## Your tasks
#1 In the forum thread about baby formula for rejected rats, how many nipples does a rat have?
#2 Reproduce the passage of the forum thread about baby formula for rejected rats, starting with "Hope she does" and going on through "along she is.".

━━ Page extract ━━

# is cow n gate newborn baby formula powed okay to feed newborn rejected rats ?



## zoeblything (Sep 30, 2012)

My 7 week old rat is pregnant I don't know how far along she is and I need help I dunno if she will survive or her litter but if she has them and dies or rejects them what to I do ? How much formula do I feed 1 rat ... ? I honestly don't have a clue on what to do ? ... Any advice on anything is much apprcieated I've got human baby cow n gate newborns formula ... Is that ok ? ... Xx


----------



## LightningWolf (Jun 8, 2012)

I'm guessing it is made from Cows milk? in that case No. rats are highly lactosintolerant.

Goat milk or Soy milk formula is recommended. (I Think Donkeys milk can also be used if you can magically find it) This is a very helpful website - http://www.afrma.org/rminfo8.htm

Along with this - http://ratfanclub.org/orphans.html

Hope she does ok. 7 weeks old is a very young age to have babies. Unfortuantly it does increase the chances of her having issues (not to scare you, just the truth). Hope things go well, and since this is your first post, Welcome. Hope things go well, if you post pictures I can help guess how far along she is.

As for other stuff. do you have a tank? Or able to convert a plastic tub? babies even when just born have been known to get through the wire spacing on most wire cages and die. Don't worry, I'm sure things will go well, even in younger rats issues can be rare. Since she is a young mother the only major thing I think that could happen, minus lethal issues like baby stuck in birth canal, urteris exploding (Once again not trying to scare you). is that she doesn't care for them for the first few hours (it can take a new mother a few hours to realise what to do, don't worry, if she doesn't care for them for 24 hours start to worry). Scattering babies, which is more common if she has more then 12 babies (rats only have 12 nipples and some mothers will split their babies into even number piles to make feeding easier). Or just being confused.


----------



## zoeblything (Sep 30, 2012)

The cow n gate is just the name its a human baby milk formula ? ... I'm absolutely petrified I only got them at 6weeks thinking they where both female but hey there brother and sister  .. I actually don't know how to post a picture but I don't think she's far gone ... What should I feed her do u leave the shell on the hard.bolied egg ? ... Thanks so much for your advice Xx


----------



## LightningWolf (Jun 8, 2012)

━━━
━━ Records provided ━━

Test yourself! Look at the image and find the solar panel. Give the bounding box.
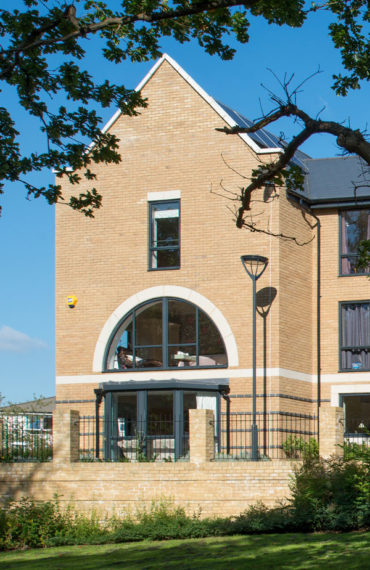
[217,101,310,171]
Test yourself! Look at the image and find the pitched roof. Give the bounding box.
[302,156,370,207]
[0,396,55,414]
[102,54,309,164]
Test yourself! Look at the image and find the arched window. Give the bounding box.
[105,297,227,371]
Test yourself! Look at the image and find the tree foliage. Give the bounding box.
[0,0,370,216]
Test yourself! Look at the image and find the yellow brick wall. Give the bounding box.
[0,461,294,517]
[56,57,320,420]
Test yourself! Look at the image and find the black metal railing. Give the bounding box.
[216,411,318,460]
[0,412,53,462]
[80,416,189,462]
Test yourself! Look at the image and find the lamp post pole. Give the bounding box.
[240,255,268,461]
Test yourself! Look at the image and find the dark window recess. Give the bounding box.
[342,394,370,434]
[104,389,219,461]
[340,302,370,371]
[340,210,370,275]
[105,297,227,371]
[149,200,180,269]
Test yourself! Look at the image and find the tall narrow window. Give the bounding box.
[149,200,180,269]
[340,210,370,275]
[340,302,370,371]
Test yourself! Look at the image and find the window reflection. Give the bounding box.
[106,298,227,371]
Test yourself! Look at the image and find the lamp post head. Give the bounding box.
[240,255,269,281]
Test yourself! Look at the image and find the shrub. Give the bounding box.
[291,448,370,530]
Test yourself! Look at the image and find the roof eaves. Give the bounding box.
[98,53,283,154]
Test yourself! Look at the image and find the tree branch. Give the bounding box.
[216,103,370,228]
[7,0,259,54]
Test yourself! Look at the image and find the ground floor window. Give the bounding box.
[104,381,226,461]
[342,394,370,443]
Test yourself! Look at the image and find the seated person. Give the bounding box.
[117,346,134,370]
[140,358,163,368]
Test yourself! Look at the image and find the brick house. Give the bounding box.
[56,55,370,459]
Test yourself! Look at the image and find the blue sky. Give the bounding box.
[0,5,370,402]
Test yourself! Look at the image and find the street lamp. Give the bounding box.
[240,255,268,461]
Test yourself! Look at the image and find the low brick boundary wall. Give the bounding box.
[0,461,295,517]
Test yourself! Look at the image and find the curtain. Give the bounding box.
[341,303,370,370]
[341,214,351,275]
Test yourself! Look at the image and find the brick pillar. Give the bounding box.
[53,410,80,463]
[189,410,215,465]
[320,406,344,458]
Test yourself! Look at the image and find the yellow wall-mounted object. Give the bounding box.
[67,295,77,309]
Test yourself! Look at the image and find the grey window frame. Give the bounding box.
[338,300,370,372]
[102,380,224,461]
[148,198,181,271]
[338,208,370,277]
[103,297,228,373]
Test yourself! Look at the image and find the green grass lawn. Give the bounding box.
[0,532,370,570]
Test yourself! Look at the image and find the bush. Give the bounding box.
[291,446,370,530]
[0,445,370,549]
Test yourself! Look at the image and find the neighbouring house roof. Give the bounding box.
[0,396,55,414]
[297,156,370,208]
[102,54,370,208]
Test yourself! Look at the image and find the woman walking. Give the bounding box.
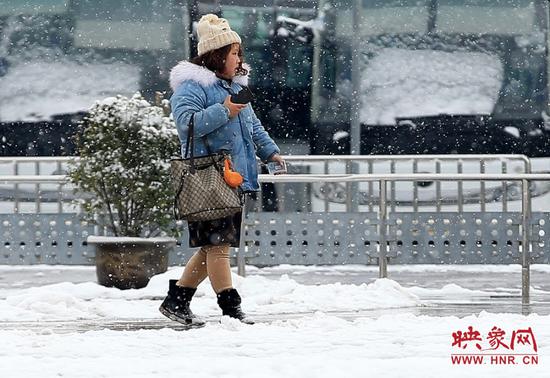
[160,14,283,326]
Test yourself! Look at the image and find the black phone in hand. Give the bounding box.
[231,87,254,104]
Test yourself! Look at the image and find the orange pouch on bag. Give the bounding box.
[223,158,243,188]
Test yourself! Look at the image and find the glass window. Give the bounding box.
[73,0,171,50]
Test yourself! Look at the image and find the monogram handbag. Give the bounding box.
[170,116,242,221]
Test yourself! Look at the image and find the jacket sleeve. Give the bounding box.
[250,106,281,162]
[170,81,229,137]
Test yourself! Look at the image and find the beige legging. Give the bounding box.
[177,244,233,294]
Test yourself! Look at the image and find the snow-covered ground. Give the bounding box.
[0,265,550,378]
[0,59,140,122]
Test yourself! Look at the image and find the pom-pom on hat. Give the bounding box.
[197,14,241,55]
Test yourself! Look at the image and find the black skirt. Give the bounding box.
[188,211,242,248]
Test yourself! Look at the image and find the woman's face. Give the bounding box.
[221,43,241,79]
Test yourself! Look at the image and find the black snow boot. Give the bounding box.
[159,280,206,327]
[218,288,254,324]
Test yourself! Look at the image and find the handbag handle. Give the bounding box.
[184,114,195,174]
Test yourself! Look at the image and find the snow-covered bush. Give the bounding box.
[68,94,179,237]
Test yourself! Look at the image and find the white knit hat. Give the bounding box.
[197,13,241,55]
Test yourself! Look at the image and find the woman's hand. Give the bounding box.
[223,96,248,118]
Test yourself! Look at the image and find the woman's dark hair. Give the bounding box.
[191,44,248,76]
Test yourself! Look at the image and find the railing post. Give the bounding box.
[378,179,388,278]
[521,180,531,305]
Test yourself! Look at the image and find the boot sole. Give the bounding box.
[159,306,206,329]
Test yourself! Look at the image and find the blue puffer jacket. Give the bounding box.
[170,61,279,191]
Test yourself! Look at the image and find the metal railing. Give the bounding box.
[0,155,531,213]
[280,154,531,212]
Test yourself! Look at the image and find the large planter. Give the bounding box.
[87,236,176,289]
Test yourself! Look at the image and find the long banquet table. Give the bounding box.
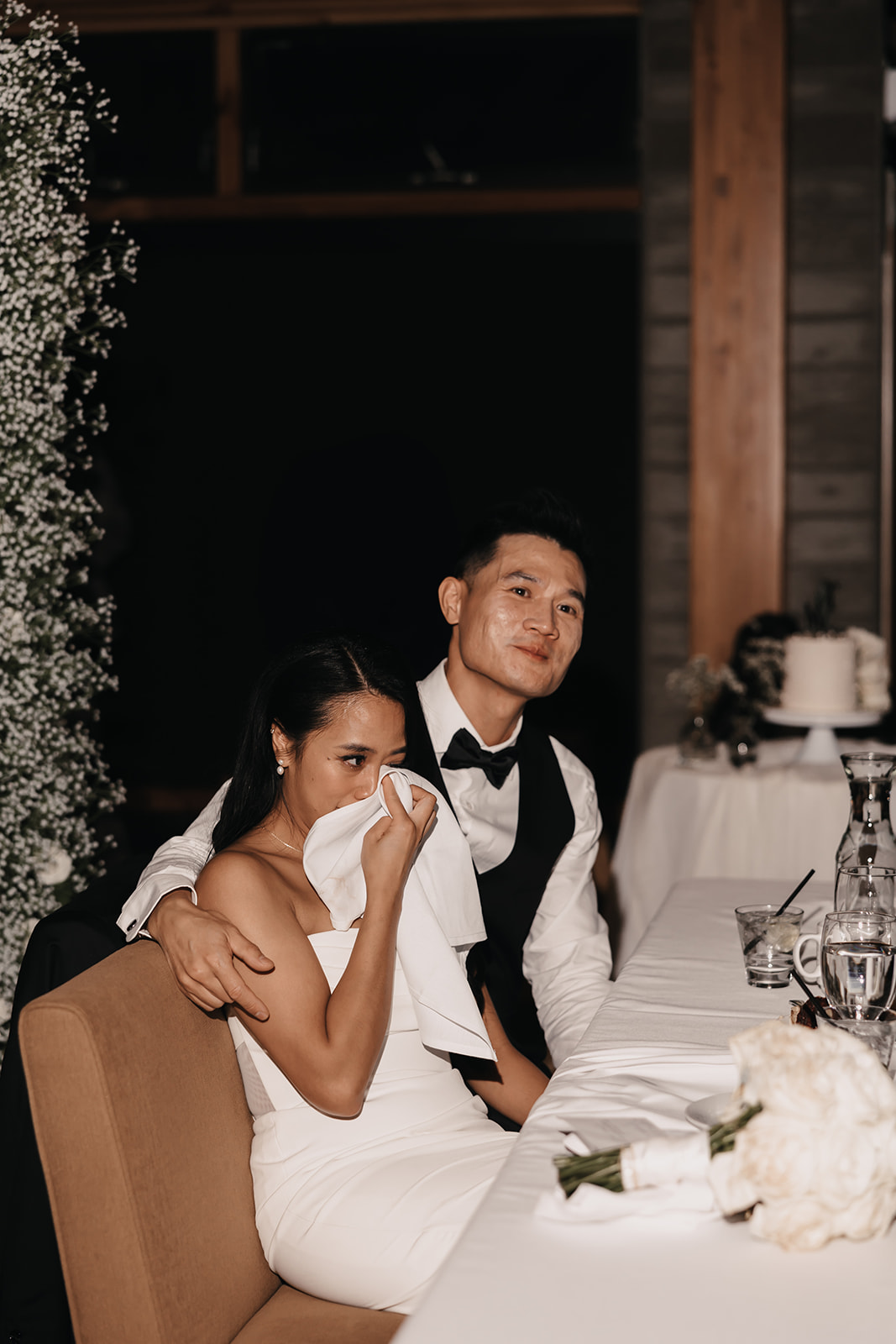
[398,879,896,1344]
[612,738,893,968]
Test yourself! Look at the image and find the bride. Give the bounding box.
[197,637,545,1312]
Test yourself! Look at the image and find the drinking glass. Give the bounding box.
[735,906,804,990]
[794,910,896,1020]
[834,863,896,916]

━━━

## Replies
#1 Twelve.

#2
Hope she does ok. 7 weeks old is a very young age to have babies. Unfortuantly it does increase the chances of her having issues (not to scare you, just the truth). Hope things go well, and since this is your first post, Welcome. Hope things go well, if you post pictures I can help guess how far along she is.